* BEGIN *

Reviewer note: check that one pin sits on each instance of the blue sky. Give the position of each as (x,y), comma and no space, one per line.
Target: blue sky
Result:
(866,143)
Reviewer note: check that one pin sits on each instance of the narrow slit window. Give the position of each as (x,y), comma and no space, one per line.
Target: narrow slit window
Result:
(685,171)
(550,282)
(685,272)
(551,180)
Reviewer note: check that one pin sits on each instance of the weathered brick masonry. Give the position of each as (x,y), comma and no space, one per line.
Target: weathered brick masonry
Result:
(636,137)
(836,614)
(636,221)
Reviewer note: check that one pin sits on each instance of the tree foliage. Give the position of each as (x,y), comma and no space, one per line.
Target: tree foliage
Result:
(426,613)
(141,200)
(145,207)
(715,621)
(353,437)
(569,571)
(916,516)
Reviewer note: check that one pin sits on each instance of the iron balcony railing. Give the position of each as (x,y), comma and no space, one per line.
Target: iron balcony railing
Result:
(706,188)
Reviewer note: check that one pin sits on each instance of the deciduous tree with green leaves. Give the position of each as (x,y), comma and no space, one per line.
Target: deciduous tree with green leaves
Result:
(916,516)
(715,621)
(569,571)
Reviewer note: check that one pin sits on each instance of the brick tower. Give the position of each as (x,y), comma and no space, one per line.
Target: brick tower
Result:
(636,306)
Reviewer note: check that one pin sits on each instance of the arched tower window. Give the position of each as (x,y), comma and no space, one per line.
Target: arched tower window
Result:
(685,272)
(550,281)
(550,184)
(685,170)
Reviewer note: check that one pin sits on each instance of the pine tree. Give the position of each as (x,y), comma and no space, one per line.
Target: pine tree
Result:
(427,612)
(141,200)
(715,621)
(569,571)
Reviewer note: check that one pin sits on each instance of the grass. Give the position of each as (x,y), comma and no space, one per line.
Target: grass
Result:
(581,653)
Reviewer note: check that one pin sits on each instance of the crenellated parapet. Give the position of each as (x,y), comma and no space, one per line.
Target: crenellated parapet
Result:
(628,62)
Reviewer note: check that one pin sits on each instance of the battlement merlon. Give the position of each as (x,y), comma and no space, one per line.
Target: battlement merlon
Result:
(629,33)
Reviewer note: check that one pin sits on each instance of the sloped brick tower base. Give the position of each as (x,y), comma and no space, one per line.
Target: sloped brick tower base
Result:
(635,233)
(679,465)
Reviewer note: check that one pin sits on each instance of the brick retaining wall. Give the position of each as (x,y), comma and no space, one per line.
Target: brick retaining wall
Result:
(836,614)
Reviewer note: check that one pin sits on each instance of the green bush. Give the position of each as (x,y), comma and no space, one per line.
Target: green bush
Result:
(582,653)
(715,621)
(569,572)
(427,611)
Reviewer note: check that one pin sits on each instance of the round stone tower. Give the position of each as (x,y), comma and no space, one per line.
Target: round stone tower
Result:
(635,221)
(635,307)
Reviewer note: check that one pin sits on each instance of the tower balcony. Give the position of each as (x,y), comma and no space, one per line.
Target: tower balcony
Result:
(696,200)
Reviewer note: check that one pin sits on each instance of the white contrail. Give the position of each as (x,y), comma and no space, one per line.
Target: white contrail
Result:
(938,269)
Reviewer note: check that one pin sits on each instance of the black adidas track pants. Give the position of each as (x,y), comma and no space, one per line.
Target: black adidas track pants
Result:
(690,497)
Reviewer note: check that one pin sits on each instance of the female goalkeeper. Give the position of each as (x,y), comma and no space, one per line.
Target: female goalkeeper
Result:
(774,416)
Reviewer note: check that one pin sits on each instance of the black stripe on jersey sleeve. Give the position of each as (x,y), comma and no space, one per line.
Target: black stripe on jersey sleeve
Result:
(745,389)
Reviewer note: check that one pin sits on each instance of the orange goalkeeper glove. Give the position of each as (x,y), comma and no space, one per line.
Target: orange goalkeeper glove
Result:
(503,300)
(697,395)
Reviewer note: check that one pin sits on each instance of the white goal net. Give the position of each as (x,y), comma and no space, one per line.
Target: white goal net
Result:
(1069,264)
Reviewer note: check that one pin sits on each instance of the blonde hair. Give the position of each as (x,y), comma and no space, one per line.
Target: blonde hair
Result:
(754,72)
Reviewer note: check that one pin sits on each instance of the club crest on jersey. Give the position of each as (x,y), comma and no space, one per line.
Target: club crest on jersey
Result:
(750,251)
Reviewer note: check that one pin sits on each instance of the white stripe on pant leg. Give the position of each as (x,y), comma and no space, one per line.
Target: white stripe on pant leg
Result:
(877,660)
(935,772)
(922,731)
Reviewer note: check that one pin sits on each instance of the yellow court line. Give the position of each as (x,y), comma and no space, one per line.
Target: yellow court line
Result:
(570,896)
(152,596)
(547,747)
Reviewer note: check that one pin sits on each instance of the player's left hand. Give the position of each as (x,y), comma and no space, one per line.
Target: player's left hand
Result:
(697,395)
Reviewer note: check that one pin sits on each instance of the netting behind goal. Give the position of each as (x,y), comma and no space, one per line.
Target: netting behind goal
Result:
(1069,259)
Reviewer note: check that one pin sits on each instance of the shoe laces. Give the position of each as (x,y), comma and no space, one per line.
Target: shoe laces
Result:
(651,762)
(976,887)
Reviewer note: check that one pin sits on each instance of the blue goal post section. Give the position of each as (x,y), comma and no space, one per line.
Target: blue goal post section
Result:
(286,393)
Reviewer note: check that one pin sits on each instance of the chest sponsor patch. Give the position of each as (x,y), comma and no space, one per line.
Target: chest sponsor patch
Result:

* END *

From the line holding "of the blonde" to the last line of the records, quote each line exactly and add nothing.

Reviewer note: check that one pin sits on each instance of the blonde hair. Give the position of each as (x,y), comma and no space, one per line.
Target: blonde hair
Result:
(754,72)
Reviewer note: check that one pin sits on each instance of the club crest on jersey. Give the position of each as (x,y), comma and no space, one per line.
Target: club crest on jersey
Result:
(750,251)
Reviewer note: check that one pin sits on each instance of the white stripe on pant leg. Give the position of each as (x,y), comma and no space, one per line.
Target: white stripe on pant leg
Result:
(877,660)
(935,772)
(922,731)
Reviewer note: check that one pin sits on each instance of the yellow court line. Give the position of each as (x,y), comma and no space, one per line.
Target: yellow court line
Result:
(570,896)
(152,596)
(547,747)
Reviewer note: check that one pin sits on each instance of the player's left hand. Give the position of each as (x,y), comma and no space, one per line.
Target: player's left hand
Result:
(697,395)
Reviewer note: check that one pin sits on each instance of the netting behind goal. Give the position of each as (x,y), comma and no space, one per line.
Target: netting behind goal
Result:
(1069,259)
Reviewer note: check that one pin sits on each instance of the shoe laces. Give the position of each as (x,y), comma and no space, one per line.
Target: shoe laces
Result:
(651,762)
(976,887)
Reviewer note: check that one pin sits on each instance of the blue goal post section. Give the position of each as (x,y), comma and no space, one per line.
Target: blue goal post section
Result:
(286,393)
Reviewer note: check that one pin sits on each instance of the chest sponsor patch. Give the position of each as (x,y), comma and no space, one per line.
Target: chest sponsor patch
Result:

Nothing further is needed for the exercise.